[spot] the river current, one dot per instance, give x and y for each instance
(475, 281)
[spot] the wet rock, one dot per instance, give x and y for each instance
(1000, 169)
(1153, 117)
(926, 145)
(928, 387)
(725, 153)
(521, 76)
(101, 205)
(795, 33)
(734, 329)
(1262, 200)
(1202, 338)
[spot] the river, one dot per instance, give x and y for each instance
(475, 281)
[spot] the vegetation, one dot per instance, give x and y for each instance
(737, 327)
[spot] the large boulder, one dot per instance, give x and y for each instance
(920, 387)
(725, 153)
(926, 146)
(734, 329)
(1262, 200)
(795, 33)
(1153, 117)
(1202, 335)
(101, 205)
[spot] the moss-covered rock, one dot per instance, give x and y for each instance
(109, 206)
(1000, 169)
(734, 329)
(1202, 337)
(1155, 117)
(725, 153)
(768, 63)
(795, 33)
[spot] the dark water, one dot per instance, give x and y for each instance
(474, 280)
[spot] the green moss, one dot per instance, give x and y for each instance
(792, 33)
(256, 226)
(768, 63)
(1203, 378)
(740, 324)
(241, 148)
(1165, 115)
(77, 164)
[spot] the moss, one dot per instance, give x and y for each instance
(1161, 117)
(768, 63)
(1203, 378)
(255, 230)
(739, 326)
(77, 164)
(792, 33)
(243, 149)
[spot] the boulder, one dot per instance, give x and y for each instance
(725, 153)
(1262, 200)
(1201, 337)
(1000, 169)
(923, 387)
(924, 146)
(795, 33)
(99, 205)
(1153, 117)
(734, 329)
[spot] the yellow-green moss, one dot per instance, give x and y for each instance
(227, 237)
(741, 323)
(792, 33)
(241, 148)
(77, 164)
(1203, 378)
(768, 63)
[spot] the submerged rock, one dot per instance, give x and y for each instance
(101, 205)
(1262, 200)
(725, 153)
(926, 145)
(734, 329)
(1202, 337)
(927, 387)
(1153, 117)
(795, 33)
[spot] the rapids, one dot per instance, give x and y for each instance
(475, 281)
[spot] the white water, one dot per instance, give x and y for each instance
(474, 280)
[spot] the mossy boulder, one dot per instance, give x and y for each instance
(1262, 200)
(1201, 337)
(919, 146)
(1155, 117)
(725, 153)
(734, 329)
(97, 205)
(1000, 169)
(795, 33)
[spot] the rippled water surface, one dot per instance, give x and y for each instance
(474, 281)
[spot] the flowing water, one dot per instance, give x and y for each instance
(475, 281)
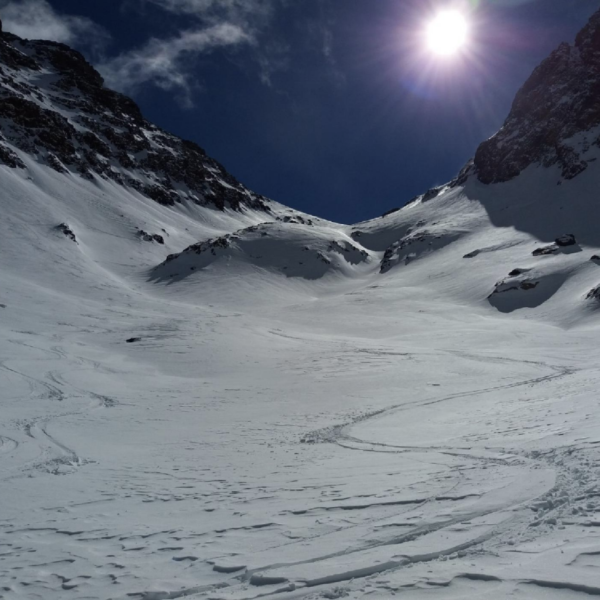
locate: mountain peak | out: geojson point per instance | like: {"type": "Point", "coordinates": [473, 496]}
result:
{"type": "Point", "coordinates": [554, 117]}
{"type": "Point", "coordinates": [58, 112]}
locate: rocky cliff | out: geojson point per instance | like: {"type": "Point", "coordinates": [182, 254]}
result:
{"type": "Point", "coordinates": [555, 117]}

** Required action **
Check each line of the material for the word "like", then say how many have it. Give the number only.

** Expected answer **
2